● REQUIRED ACTION
Output all of the data verbatim.

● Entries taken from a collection
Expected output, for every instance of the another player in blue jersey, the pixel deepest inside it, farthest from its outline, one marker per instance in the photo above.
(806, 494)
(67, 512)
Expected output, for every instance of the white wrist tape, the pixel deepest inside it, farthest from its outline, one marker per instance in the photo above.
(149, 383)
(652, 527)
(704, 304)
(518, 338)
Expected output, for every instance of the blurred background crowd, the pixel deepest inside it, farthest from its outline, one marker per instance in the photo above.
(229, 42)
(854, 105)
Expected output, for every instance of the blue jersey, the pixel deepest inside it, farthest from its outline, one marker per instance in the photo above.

● SOLUTION TO THIS TASK
Expected output, for every instance of the another player in blue jersey, the pixel deepest inside it, farthest from its outline, one marker per instance in the photo above.
(806, 494)
(67, 512)
Expected output, for every instance of the white wrist tape, the pixel deepest inside it, farthest from its outline, one marker per instance in the photo above.
(149, 383)
(652, 527)
(704, 304)
(518, 338)
Expected output, for every instance of the blurred background crowd, the pixel deepest inside it, farthest from its outline, one marker per instance in the photo above.
(229, 42)
(854, 105)
Expected output, for every instance of the blue jersey, the pixel deepest inside it, farthest from its outline, one marker per instance in the photo above.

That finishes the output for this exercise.